EXERCISE BRIEF:
Express the items below as a two-column CSV headed input,output, one row per item, with the item's text under input and its answer under output. Put each field in quotation marks, replace line breaks with spaces, and omit the pictures.

Begin DATA EXTRACT

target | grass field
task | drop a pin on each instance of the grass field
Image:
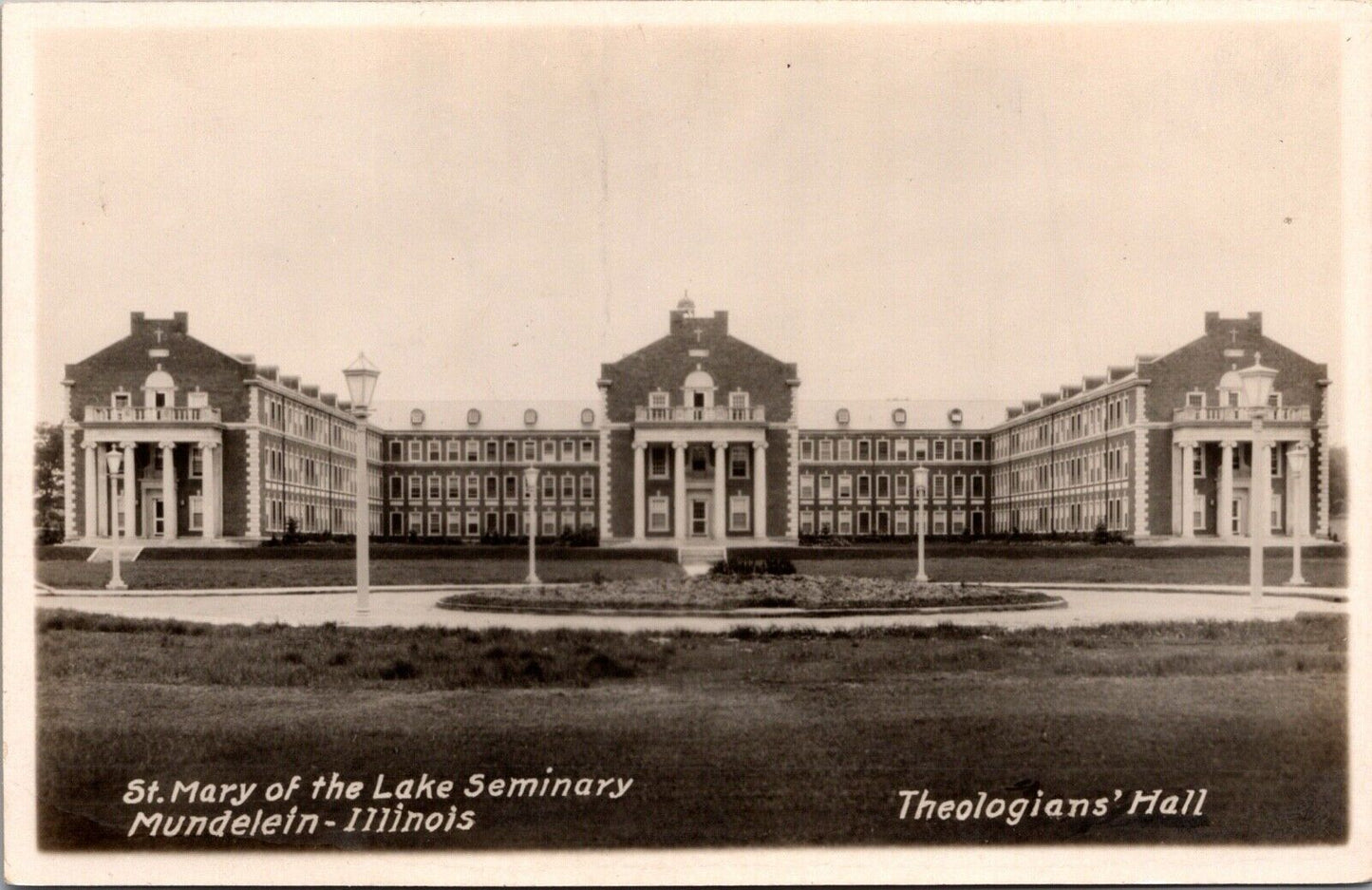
(751, 738)
(1103, 565)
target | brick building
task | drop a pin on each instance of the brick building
(696, 438)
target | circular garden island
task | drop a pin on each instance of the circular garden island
(768, 595)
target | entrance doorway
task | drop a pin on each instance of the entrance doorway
(699, 507)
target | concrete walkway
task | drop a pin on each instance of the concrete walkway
(420, 607)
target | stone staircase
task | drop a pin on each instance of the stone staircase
(697, 559)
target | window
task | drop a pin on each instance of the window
(657, 514)
(739, 462)
(657, 462)
(739, 513)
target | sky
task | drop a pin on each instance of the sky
(909, 212)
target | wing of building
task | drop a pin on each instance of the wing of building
(694, 438)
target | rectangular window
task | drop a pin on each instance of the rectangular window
(657, 514)
(739, 513)
(739, 462)
(657, 462)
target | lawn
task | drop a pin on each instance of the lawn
(742, 739)
(246, 573)
(717, 594)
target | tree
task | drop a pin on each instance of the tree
(48, 483)
(1338, 481)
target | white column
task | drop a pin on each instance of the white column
(168, 490)
(721, 496)
(92, 489)
(130, 492)
(761, 489)
(209, 492)
(102, 492)
(679, 489)
(1189, 490)
(1260, 501)
(640, 495)
(1224, 508)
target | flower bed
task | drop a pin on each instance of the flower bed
(724, 594)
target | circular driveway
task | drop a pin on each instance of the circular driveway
(415, 609)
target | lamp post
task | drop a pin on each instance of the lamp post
(530, 496)
(361, 382)
(1257, 385)
(1297, 461)
(921, 492)
(113, 461)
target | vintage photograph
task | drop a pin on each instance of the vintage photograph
(483, 433)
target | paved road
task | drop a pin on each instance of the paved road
(413, 609)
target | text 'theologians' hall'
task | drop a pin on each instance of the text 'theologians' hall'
(694, 438)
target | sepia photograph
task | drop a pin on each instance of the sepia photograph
(686, 443)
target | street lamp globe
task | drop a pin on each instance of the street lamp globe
(361, 382)
(1257, 382)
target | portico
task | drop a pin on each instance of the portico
(700, 483)
(170, 458)
(1224, 480)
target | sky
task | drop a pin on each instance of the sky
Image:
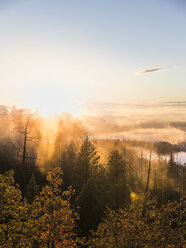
(66, 55)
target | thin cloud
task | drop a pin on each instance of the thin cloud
(150, 71)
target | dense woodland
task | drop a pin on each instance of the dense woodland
(63, 188)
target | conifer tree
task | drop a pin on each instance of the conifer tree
(87, 165)
(117, 180)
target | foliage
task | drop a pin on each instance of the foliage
(13, 214)
(52, 219)
(128, 228)
(48, 222)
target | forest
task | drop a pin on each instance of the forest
(61, 187)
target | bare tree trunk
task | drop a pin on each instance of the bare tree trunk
(147, 186)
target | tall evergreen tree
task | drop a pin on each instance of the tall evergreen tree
(87, 165)
(117, 180)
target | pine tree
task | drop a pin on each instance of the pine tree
(117, 180)
(87, 165)
(90, 207)
(32, 189)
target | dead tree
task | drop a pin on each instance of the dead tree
(24, 154)
(147, 185)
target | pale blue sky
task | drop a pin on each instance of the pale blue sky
(56, 55)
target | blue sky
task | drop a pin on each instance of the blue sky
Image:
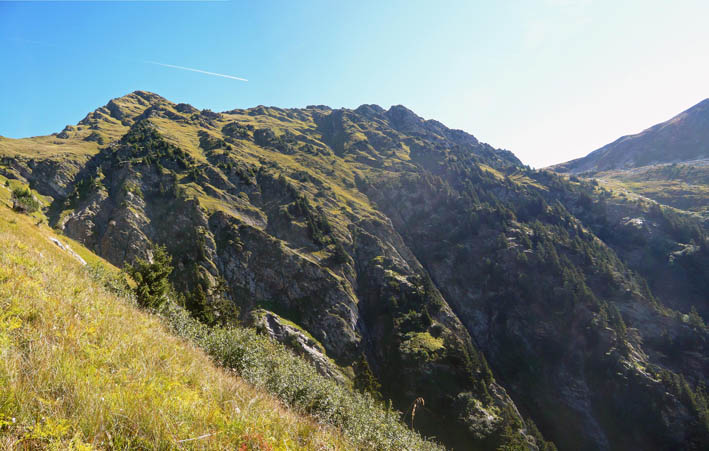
(550, 80)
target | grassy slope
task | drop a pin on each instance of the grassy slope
(80, 367)
(683, 186)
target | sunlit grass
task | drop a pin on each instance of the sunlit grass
(83, 369)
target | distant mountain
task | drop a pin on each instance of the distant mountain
(683, 138)
(404, 259)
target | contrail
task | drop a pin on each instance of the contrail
(197, 70)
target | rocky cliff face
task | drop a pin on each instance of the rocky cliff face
(375, 236)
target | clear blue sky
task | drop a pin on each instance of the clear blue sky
(550, 80)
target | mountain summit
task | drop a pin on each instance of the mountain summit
(485, 300)
(685, 137)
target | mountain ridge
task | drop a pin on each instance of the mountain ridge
(409, 246)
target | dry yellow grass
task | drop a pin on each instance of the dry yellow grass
(83, 369)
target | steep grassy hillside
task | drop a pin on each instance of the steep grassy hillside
(405, 259)
(82, 368)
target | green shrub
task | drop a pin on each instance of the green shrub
(271, 366)
(152, 278)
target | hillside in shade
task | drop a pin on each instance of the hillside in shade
(407, 260)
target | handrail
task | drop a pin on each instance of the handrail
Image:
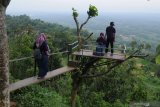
(24, 58)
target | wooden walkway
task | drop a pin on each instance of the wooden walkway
(33, 80)
(89, 53)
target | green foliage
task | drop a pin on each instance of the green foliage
(92, 11)
(94, 99)
(36, 96)
(158, 59)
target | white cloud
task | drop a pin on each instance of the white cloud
(82, 5)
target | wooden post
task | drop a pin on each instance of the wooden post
(4, 59)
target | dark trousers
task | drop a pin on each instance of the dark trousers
(109, 42)
(43, 66)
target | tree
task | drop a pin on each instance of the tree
(4, 77)
(92, 12)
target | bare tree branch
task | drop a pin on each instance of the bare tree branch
(113, 66)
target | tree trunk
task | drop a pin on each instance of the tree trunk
(75, 85)
(4, 76)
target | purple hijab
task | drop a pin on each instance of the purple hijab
(40, 39)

End DATA EXTRACT

EXERCISE RESULT:
input,output
"target | grass field task | drop a pin on each instance of the grass field Image:","(751, 738) (1103, 565)"
"target | brick building task | drop a pin on each instance of the brick building","(696, 438)"
"target | circular garden island task | drop a pin on each instance of the circular garden island","(768, 595)"
"target | entrance doorway task | drop a pin on each instance of the entrance doorway","(699, 507)"
"target | concrete walkway task | drop a pin on each instance of the concrete walkway","(420, 607)"
"target | stone staircase task | drop a pin on each instance of the stone staircase","(697, 559)"
"target | window task | drop a pin on each instance of the window","(657, 514) (739, 462) (657, 462) (739, 513)"
"target | sky task | drop a pin on each instance of the sky","(909, 212)"
"target | wing of building task | drop a pin on each instance of the wing of building","(694, 438)"
"target | rectangular window task | drop a pin on each instance of the rectangular window","(657, 514) (739, 513) (739, 462) (657, 462)"
"target | lawn task | drop a pin on each instance of the lawn","(742, 739) (246, 573) (717, 594)"
"target | tree task | drop a pin on each instance of the tree","(48, 483) (1338, 481)"
"target | white column task | drop a pin on each instance of the white column","(168, 490) (721, 496) (92, 489) (130, 492) (761, 489) (209, 492) (102, 492) (679, 489) (1189, 490) (1260, 501) (640, 495) (1224, 508)"
"target | flower bed task | drop a pin on each instance of the flower bed","(724, 594)"
"target | circular driveway task | drop a pin on each instance of the circular driveway","(415, 609)"
"target | lamp post task | drop a pin on each instance of the lamp post","(530, 496) (361, 382) (1257, 385) (1297, 461) (921, 492) (113, 461)"
"target | vintage photograph task | drop a pin on each instance of the vintage photograph","(483, 433)"
"target | paved road task | drop a pin on each instance of the paved road","(413, 609)"
"target | text 'theologians' hall' task | drop a pin on each instance of the text 'theologians' hall'","(694, 438)"
"target | sepia photograph task | drop a pin on each instance of the sepia photograph","(686, 443)"
"target | street lamp globe task | drop a pin on each instance of the street lamp globe","(361, 382) (1257, 382)"
"target | portico task | drop a pin on each instance of the portico","(700, 483) (170, 458) (1224, 480)"
"target | sky task | drop a pin on each instance of the sky Image:","(66, 55)"
"target | thin cloud task | drop a pin on each instance of the thin cloud","(150, 71)"
"target | dense woodland task | drop a pin on each instance of the dense woodland","(63, 188)"
"target | conifer tree task | drop a pin on each instance of the conifer tree","(87, 165) (117, 180)"
"target | foliage task | drop a pin on each instance of the foliage","(13, 214) (52, 219) (128, 228) (48, 222)"
"target | forest task | drop a pin on each instance of the forest","(61, 187)"
"target | bare tree trunk task | drop a pin on each instance of the bare tree trunk","(147, 186)"
"target | tall evergreen tree task | drop a pin on each instance of the tall evergreen tree","(87, 165) (117, 180)"
"target | pine tree task | drop a pin on each instance of the pine tree","(117, 180) (87, 165) (90, 207) (32, 189)"
"target | dead tree task | drop a pin on each instance of the dead tree","(24, 154) (147, 185)"
"target | pale blue sky task | drop a pin on each instance of the pale blue sky","(56, 55)"
"target | blue sky task | drop a pin on each instance of the blue sky Image:","(550, 80)"
"target | grassy slope task | drop a pin on each instance of the grassy slope","(80, 367) (683, 186)"
"target | sunlit grass task | drop a pin on each instance of the sunlit grass","(83, 369)"
"target | distant mountain task | drop a pin on each instance of the distant mountain","(683, 138) (404, 259)"
"target | contrail task | drop a pin on each instance of the contrail","(197, 70)"
"target | rocky cliff face task | drop a pin on each instance of the rocky cliff face","(375, 236)"
"target | clear blue sky task | drop a pin on each instance of the clear blue sky","(550, 80)"
"target | mountain summit task | drop a pin on each instance of the mountain summit","(485, 300) (685, 137)"
"target | mountain ridge task | drop a pin on each instance of the mountain ridge","(409, 246)"
"target | dry yellow grass task | drop a pin on each instance of the dry yellow grass","(83, 369)"
"target | steep grassy hillside task | drop a pin on each instance of the steep grassy hillside","(405, 259) (82, 368)"
"target | green shrub task | drop a pin on each instance of the green shrub","(271, 366) (152, 278)"
"target | hillside in shade task | drop a pin on each instance of the hillside in shade","(407, 260)"
"target | handrail task | drop a pin on each instance of the handrail Image:","(24, 58)"
"target | wooden walkway task | drop a pin on each instance of the wooden walkway","(33, 80) (89, 53)"
"target | green foliage task | drop a pin on each instance of the green foliage","(92, 11) (94, 99) (36, 96) (158, 59)"
"target | white cloud task | drop a pin on each instance of the white cloud","(82, 5)"
"target | wooden post task | drop a pin on each instance of the wooden post","(4, 59)"
"target | dark trousers task | drop a pin on each instance of the dark trousers","(109, 42) (43, 66)"
"target | tree task | drop a pin on each instance of the tree","(4, 77) (92, 12)"
"target | bare tree branch task | drop a pin on each instance of the bare tree branch","(113, 66)"
"target | tree trunk task | drop a pin on each instance of the tree trunk","(75, 85) (4, 76)"
"target | purple hijab task | drop a pin on each instance of the purple hijab","(40, 39)"